(Named-object pointing records)
=====

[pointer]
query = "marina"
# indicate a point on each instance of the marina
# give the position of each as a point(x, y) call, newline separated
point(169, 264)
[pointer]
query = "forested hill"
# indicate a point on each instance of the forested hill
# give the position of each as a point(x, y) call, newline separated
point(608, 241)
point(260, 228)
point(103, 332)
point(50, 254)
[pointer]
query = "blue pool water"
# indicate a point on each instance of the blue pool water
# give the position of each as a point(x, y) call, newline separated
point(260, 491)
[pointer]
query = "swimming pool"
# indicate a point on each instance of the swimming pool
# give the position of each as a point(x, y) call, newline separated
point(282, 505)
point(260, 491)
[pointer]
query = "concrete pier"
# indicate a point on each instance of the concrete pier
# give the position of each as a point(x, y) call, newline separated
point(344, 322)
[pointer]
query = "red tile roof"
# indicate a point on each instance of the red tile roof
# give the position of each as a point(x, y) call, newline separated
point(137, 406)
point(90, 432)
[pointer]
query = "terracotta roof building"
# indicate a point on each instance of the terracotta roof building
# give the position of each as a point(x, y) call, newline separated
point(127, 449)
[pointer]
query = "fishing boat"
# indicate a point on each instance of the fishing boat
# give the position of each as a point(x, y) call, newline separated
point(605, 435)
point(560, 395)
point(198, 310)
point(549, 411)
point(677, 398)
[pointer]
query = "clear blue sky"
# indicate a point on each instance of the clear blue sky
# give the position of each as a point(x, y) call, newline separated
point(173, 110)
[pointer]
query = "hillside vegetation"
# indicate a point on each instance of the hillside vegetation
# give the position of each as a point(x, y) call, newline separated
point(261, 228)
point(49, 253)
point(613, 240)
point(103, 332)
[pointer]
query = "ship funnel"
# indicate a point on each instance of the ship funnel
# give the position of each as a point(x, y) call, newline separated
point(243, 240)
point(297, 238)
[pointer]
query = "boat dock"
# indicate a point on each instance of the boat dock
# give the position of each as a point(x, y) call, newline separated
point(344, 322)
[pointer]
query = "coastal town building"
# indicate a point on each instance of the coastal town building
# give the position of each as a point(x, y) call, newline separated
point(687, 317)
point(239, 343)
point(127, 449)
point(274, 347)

=====

EXERCISE INSTRUCTIONS =>
Transcribe each entry exactly.

COMPLETED EXERCISE =>
[pointer]
query = "marina"
# indicate a point on each instance of the marina
# give the position of each as a point(x, y) call, newline separated
point(169, 264)
[pointer]
query = "forested hill"
# indicate a point on each instance of the forested hill
# give the position of each as a point(x, y) call, newline separated
point(608, 241)
point(260, 228)
point(103, 332)
point(50, 254)
[pointer]
query = "blue pool water"
# indicate a point on each instance of the blue pool water
# give the position of each as a point(x, y) call, newline separated
point(260, 491)
[pointer]
query = "swimming pool"
# indicate a point on each instance of the swimming pool
# give the position of each as a point(x, y) call, newline separated
point(282, 505)
point(260, 491)
[pointer]
query = "concrete pier"
# indicate a point on each instance of the concrete pier
# give the position of each as a point(x, y) call, newline separated
point(344, 322)
[pointer]
query = "red tile roof"
# indicate a point on each instance of the red tile roof
# give the position of each as a point(x, y) call, newline separated
point(137, 406)
point(90, 432)
[pointer]
query = "terracotta roof building"
# indicate a point on each instance of the terracotta roof building
# give the position of each as a point(x, y) call, newline separated
point(127, 449)
[pointer]
query = "fishing boat"
# indicate a point on each instance of the fishing boat
# give the position of each as a point(x, y) call, newline separated
point(605, 435)
point(560, 395)
point(198, 310)
point(549, 411)
point(677, 398)
[pointer]
query = "clear blue sky"
# indicate a point on each instance of the clear blue sky
# give the position of each as a point(x, y) call, newline separated
point(173, 110)
[pointer]
query = "hillside vegetation"
# indicate a point on each instance of the hillside vegetation
# give the position of each as a point(x, y) call, newline separated
point(261, 228)
point(49, 253)
point(613, 240)
point(103, 332)
[pointer]
query = "ship funnel"
# indicate a point on each instance of the ship funnel
# give the position of each as a point(x, y) call, newline separated
point(243, 240)
point(297, 238)
[pointer]
query = "boat dock"
# indicate a point on each instance of the boat dock
# give the position of each as a point(x, y) call, newline separated
point(344, 322)
[pointer]
query = "coastal town building"
# indicate a point on each instance of the coastal town building
# give the position of each as a point(x, y) call, newline separated
point(687, 317)
point(239, 343)
point(127, 449)
point(274, 347)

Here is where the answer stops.